> TEXT TO READ
================
What Tantra Is, and What It Isn't

A note from a lineage-based practitioner of Sri Vidya Tantra

As a lineage-based practitioner of the Sri Vidya Tantra tradition, I often find myself in deep observation of the way Tantra is interpreted in popular culture. I'm not writing this from a place of authority or superiority. I'm writing it as a kind of homage — to the lineage that has carried me for over a decade, through life transitions, through addiction, through moments of real adversity. The integrity of this tradition has been a guiding light. It continues to be the thing that carries me forward on my own path.

So when I see Tantra equated with sex on Instagram — or marketed as a weekend workshop on sacred sexuality, or rendered as a synonym for tantric massage — something in me stirs. Not as offense, exactly. More like a quiet responsibility to speak.

Standing at the Chausath Yogini Temple in Khajuraho — a 9th-century ruin dedicated to the 64 fierce emanations of the Goddess. The temple no longer functions as a place of active worship, but the lineage it served continues elsewhere.
================
[Extracted records]
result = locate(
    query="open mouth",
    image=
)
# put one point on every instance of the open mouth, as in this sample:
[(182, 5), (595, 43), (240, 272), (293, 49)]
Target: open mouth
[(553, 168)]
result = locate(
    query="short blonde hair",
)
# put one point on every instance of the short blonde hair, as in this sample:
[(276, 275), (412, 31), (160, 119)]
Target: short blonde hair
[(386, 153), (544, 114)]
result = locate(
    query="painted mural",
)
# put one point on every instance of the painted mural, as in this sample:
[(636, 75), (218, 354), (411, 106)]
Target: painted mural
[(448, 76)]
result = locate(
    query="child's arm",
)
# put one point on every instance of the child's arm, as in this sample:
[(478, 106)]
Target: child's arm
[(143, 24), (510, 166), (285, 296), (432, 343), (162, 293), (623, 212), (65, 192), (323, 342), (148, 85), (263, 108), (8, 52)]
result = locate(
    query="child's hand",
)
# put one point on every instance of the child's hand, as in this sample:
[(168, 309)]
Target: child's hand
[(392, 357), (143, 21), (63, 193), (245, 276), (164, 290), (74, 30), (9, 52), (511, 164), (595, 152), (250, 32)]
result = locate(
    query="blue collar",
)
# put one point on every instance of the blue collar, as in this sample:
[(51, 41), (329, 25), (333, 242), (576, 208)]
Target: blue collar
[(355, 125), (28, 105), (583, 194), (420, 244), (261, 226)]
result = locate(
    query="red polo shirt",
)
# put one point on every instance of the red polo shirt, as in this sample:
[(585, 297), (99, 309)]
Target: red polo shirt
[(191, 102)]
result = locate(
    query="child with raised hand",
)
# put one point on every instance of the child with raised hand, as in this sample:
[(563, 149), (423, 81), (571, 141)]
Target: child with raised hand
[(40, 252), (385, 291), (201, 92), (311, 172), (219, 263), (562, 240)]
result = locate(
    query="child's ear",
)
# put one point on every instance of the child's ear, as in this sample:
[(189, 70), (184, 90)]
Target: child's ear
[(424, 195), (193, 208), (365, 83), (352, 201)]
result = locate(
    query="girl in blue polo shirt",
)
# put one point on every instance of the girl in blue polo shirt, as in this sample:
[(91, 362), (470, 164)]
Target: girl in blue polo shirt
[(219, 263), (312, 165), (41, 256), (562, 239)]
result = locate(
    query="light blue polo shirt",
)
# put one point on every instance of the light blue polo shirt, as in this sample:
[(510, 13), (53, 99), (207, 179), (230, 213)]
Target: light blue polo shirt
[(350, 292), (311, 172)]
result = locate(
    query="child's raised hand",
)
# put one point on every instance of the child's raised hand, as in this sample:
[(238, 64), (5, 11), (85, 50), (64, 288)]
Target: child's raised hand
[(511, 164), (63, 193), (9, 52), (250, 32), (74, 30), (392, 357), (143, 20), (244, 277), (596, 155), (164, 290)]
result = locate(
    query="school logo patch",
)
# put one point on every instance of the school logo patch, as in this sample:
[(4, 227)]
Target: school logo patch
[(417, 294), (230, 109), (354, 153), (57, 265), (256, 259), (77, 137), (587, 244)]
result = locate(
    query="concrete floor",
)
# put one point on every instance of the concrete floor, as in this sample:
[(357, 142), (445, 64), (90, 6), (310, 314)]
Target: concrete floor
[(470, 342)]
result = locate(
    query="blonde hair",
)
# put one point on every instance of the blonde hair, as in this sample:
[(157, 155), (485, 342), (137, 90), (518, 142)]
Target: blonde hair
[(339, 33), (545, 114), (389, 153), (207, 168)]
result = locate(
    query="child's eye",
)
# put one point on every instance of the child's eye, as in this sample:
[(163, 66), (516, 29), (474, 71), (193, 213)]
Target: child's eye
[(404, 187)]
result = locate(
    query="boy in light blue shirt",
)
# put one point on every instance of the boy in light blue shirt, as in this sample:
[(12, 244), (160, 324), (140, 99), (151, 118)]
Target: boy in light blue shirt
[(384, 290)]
================
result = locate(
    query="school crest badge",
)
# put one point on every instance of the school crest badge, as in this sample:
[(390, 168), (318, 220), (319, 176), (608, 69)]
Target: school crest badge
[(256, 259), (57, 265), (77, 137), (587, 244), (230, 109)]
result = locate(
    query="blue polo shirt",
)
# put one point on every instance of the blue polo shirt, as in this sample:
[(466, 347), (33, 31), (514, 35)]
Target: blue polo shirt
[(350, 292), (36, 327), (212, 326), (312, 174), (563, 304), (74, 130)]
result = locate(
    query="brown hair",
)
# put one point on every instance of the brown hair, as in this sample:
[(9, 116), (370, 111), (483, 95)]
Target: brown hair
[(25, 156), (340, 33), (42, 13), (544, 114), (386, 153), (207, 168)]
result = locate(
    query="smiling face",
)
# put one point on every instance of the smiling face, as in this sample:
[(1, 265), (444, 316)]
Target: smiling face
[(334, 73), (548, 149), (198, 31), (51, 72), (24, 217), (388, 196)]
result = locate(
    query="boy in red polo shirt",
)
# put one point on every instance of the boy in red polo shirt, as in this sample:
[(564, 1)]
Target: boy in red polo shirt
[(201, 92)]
================
> PROBLEM SET
**1)** In the note on Tantra, to how many fierce emanations of the Goddess is the Chausath Yogini Temple dedicated?
**2)** Continue the note on Tantra from its last sentence.

> ANSWERS IN ORDER
**1)** It is dedicated to 64 fierce emanations of the Goddess.

**2)**
Oral traditions exist for a reason

Wisdom teachings and sacred technologies passed from teacher to student through oral transmission leave very little room for misinterpretation of the lineage itself. The transmission is alive. It happens in the same room. It happens over years. It happens in a relationship of trust and refinement, where what is being passed on isn't only information but a way of being, a quality of attention, a method that can only be learned by doing it under the eye of someone who has done it before you.

This is part of why Tantra has been so easily distorted in its translation to the West. Lineage-based practice is not transferable through a paragraph, a workshop, or a book. It cannot be downloaded. The structure that protected the teaching for thousands of years — direct transmission, sustained relationship, embodied practice — is the very structure that gets stripped away when Tantra is repackaged for a Western audience seeking something faster, more sensational, easier to consume.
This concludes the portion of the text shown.